练习要求
在链表两数相加的题解中,"思路"部分给出的解法是什么?

文档段落
•••••

题意

You are given two non-empty linked lists representing two non-negative integers. The digits are stored in reverse order and each of their nodes contain a single digit. Add the two numbers and return it as a linked list.

You may assume the two numbers do not contain any leading zero, except the number 0 itself.

给你两个非空链表,每个节点存储一位值,是反过来存储的。用同样的存储方式返回他们的和。

思路

直接模拟,高精度加,考察链表。裸题。
时间复杂度 O ( m a x ( L 1 , L 2 ) ) O(max(L1,L2)) O(max(L1,L2))

源码

class Solution {
    public ListNode addTwoNumbers(ListNode l1, ListNode l2) {
        ListNode head = null;
        ListNode r = null;
        int t = 0;
        int s;
        while (l1 != null && l2 != null) {
            s = l1.val + l2.val + t;
            l1 = l1.next;
            l2 = l2.next;
            t = s/10; s %= 10;
            if (r == null) {
                r = new ListNode(s);
                head = r;
            } else {
                r.next = new ListNode(s);
                r = r.next;
            }
        }
        ListNode rest;
        if (l1 != null)

•••••

记录摘录
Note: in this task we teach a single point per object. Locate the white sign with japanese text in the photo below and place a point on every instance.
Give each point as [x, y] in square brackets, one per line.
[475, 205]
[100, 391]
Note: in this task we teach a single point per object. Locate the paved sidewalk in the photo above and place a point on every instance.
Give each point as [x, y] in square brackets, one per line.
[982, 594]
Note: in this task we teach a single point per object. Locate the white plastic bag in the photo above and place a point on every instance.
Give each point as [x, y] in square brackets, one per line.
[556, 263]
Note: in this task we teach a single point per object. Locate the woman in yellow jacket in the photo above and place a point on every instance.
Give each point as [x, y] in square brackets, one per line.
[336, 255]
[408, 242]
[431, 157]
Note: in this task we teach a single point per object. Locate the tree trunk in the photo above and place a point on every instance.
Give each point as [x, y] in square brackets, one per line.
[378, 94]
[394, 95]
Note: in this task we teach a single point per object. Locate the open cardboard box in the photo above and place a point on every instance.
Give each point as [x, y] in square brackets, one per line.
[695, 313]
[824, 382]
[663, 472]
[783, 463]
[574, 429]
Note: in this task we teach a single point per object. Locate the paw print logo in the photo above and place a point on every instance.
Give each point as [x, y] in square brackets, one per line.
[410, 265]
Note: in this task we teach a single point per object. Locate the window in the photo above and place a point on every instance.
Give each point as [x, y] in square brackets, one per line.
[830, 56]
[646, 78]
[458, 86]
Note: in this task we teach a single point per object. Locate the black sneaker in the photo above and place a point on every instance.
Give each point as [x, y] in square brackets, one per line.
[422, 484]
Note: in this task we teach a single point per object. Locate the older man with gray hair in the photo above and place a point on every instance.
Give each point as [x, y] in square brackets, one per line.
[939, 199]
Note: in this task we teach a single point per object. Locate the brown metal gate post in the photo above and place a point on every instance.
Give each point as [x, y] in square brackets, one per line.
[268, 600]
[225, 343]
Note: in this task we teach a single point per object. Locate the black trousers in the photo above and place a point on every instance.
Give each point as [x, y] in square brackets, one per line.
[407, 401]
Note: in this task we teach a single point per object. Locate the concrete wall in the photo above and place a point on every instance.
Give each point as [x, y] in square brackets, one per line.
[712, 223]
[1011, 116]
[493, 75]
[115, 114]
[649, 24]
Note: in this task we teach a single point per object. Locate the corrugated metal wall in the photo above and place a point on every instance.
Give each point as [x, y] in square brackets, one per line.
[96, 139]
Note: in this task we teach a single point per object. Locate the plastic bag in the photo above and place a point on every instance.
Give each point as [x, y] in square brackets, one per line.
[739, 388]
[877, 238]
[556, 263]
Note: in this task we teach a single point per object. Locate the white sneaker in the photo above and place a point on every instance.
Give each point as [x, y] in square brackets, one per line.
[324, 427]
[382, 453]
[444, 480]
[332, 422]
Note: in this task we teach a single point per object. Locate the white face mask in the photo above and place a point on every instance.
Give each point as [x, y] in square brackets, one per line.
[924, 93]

•••••

答案
直接模拟高精度加法,考察链表。